_What you need to do:_
Exact repetition is the task: copy every entry below.

◆ ◆ ◆

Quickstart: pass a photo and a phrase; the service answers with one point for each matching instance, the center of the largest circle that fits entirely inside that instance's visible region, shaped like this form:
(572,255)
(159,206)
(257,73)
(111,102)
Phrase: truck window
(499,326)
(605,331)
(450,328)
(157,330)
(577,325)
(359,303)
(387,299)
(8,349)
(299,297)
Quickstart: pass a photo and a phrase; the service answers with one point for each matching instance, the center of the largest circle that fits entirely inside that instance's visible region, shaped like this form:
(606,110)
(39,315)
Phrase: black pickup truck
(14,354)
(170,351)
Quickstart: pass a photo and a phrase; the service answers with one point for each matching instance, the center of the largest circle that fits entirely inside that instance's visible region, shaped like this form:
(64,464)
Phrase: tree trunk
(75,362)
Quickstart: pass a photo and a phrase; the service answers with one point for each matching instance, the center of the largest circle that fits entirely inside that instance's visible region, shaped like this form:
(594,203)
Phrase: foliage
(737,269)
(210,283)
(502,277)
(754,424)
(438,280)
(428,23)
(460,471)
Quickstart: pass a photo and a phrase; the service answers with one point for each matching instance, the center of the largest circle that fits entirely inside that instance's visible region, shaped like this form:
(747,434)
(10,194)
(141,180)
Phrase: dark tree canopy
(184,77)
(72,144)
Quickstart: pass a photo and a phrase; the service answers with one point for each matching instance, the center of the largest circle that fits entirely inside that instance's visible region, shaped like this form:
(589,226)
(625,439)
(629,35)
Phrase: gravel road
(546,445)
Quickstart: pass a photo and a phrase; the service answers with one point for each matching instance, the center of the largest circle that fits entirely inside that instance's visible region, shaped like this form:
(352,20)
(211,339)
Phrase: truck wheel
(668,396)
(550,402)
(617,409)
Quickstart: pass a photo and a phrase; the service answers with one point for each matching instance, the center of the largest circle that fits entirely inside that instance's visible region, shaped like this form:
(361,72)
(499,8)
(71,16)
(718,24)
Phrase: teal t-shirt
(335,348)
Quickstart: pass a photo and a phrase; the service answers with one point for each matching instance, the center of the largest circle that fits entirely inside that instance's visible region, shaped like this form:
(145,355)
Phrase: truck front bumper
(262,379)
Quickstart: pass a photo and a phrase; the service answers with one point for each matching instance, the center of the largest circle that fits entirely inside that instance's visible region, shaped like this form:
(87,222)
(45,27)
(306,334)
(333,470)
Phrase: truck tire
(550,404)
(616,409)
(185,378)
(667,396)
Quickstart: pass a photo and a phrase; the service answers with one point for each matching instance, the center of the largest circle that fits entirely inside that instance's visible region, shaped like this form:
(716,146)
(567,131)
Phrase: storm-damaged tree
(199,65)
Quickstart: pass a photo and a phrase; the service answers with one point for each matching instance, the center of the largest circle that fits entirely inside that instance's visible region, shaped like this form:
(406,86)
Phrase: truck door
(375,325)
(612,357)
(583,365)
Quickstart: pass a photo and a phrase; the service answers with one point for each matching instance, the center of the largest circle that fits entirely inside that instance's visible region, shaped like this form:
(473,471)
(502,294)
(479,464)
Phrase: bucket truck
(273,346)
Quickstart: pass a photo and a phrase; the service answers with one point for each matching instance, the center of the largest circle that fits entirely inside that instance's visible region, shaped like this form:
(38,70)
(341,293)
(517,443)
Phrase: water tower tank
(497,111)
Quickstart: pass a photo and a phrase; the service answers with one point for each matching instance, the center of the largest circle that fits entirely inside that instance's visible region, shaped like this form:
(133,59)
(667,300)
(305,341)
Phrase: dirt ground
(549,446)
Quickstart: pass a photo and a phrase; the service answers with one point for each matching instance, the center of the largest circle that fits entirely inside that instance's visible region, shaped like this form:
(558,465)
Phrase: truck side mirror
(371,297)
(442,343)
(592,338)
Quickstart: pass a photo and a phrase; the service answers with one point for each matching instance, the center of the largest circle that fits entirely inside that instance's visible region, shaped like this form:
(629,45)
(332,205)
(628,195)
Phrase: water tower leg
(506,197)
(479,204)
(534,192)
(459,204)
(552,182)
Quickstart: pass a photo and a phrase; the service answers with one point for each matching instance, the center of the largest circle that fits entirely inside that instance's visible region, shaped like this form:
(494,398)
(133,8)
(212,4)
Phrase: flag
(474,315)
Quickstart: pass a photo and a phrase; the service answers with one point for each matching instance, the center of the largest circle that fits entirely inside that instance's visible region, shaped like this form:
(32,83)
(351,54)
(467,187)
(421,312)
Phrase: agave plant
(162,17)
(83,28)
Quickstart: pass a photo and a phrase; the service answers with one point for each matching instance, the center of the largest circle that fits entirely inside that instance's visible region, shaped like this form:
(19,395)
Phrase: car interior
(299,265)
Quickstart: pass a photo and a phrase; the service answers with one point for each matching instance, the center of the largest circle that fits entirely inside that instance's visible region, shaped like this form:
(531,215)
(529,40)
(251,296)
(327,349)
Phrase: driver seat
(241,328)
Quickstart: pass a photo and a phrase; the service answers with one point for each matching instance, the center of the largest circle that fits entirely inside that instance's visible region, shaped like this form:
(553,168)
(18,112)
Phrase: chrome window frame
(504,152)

◆ ◆ ◆

_Task response:_
Quickstart: pass a photo and a phrase; the service answers with one point for each matching instance, the center of the largest circle that fits entirely inside that instance's visible region, shaped like this form:
(572,255)
(159,206)
(257,73)
(111,102)
Phrase: truck window
(499,326)
(605,331)
(450,328)
(157,330)
(577,325)
(359,303)
(387,299)
(8,349)
(299,297)
Quickstart: pass a photo and a phrase; the service answers with one point for each matching instance, the center of the largest circle that fits entirely inside that instance's visible region, shaped like this form:
(606,110)
(39,315)
Phrase: black pickup truck
(14,354)
(170,351)
Quickstart: pass a photo and a phrase; the service answers with one point for each matching instance, the center of the largest circle that fits entirely inside that instance's visible region, shaped like this form:
(64,464)
Phrase: tree trunk
(75,362)
Quickstart: pass a photo and a phrase; the service answers with one point for each matching instance, the center of the largest circle that fits entirely inside that instance's visible region, shaped like this form:
(594,203)
Phrase: foliage
(737,269)
(210,283)
(502,277)
(754,424)
(438,280)
(428,23)
(460,471)
Quickstart: pass a photo and a phrase; the service answers with one point for each matching instance, the center of the largest circle that fits entirely inside that instance's visible region, shaped like this form:
(747,434)
(10,194)
(141,180)
Phrase: dark tree canopy
(184,77)
(72,144)
Quickstart: pass a photo and a phrase; the service answers with one point for each matching instance, the center of the largest circle that fits entirely inside that instance's visible region, shaped like this form:
(589,226)
(625,439)
(629,35)
Phrase: gravel road
(546,445)
Quickstart: pass a photo and a phrase; the service answers with one point for each matching instance, the center of the largest circle that fits entirely inside that instance's visible region, shaped like this form:
(352,20)
(211,339)
Phrase: truck wheel
(668,396)
(550,402)
(617,409)
Quickstart: pass a photo and a phrase; the service answers with one point for each matching instance, the center of the largest circle that fits entirely inside that instance's visible region, shaped like this form:
(361,72)
(499,8)
(71,16)
(718,24)
Phrase: teal t-shirt
(335,348)
Quickstart: pass a photo and a phrase; the service answers with one point for each matching instance, the center of the largest circle that fits entirely inside that instance's visible region, shaped like this form:
(145,355)
Phrase: truck front bumper
(262,379)
Quickstart: pass a photo and a phrase; the service answers with one point for each matching instance, the center of the largest circle that fits entirely inside that instance's visible region, shaped like this form:
(87,222)
(45,27)
(306,334)
(333,470)
Phrase: truck tire
(550,404)
(616,409)
(185,378)
(667,396)
Quickstart: pass a photo and a phrase; the service answers with one point for each matching instance, the center of the largest circle that fits entirely inside that instance's visible region, shaped like this form:
(716,146)
(567,131)
Phrase: storm-damaged tree
(199,65)
Quickstart: pass a photo and a phrase; the service answers with one point for each matching instance, the center of the largest circle that fits entirely inside that instance's visible region, shaped like this form:
(406,86)
Phrase: truck door
(375,325)
(612,357)
(583,365)
Quickstart: pass a photo and a phrase; the service answers with one point for each matching instance, the center of the largest circle that fits entirely inside that instance's visible region, shaped like this form:
(473,471)
(502,294)
(479,464)
Phrase: bucket truck
(273,346)
Quickstart: pass a photo and a phrase; the service answers with one point for each matching instance, the center of the largest circle that fits entirely inside that instance's visible region, shaped like this form:
(38,70)
(341,293)
(517,443)
Phrase: water tower tank
(497,111)
Quickstart: pass a photo and a phrase; the service answers with one point for each matching instance, the center of the largest circle that fits entirely inside that instance's visible region, shaped like this form:
(133,59)
(667,300)
(305,341)
Phrase: dirt ground
(549,446)
Quickstart: pass a photo and a phrase; the service answers with one point for each matching instance, the center of the largest circle that fits entirely inside that instance's visible region, shaped like this form:
(558,465)
Phrase: truck side mirror
(371,297)
(442,343)
(592,338)
Quickstart: pass a photo and a phrase; the service answers with one point for each matching instance, the center of the largest circle that fits entirely inside that instance's visible region, shaped like this form:
(629,45)
(332,205)
(628,195)
Phrase: water tower leg
(506,197)
(479,204)
(534,192)
(459,204)
(552,182)
Quickstart: pass a photo and a phrase; the service answers with one point for each matching instance, the center of the largest circle that fits entirely inside that instance's visible region, shaped like this form:
(494,398)
(133,8)
(212,4)
Phrase: flag
(474,315)
Quickstart: pass a photo and a phrase; the service answers with one point for each matching instance, the center of the largest circle that fits entirely inside that instance's visible region, shaped like this form:
(32,83)
(351,54)
(467,187)
(421,312)
Phrase: agave plant
(162,17)
(83,28)
Quickstart: pass a photo and a phrase; the service answers with one point for each matching instance, the center of the largest circle that fits entirely inside that instance's visible region, shaped like this form:
(19,395)
Phrase: car interior
(299,265)
Quickstart: pass a photo and a phrase; the service answers with one point for each matching instance, the center of the largest circle that fits entirely inside that instance's visible region, shaped like this form:
(531,215)
(529,40)
(251,296)
(327,349)
Phrase: driver seat
(241,328)
Quickstart: pass a photo and a phrase; the service answers with one point for each matching instance, the center of the largest circle that fits entirely inside that instance's visible region, shaped like this form:
(553,168)
(18,112)
Phrase: chrome window frame
(504,152)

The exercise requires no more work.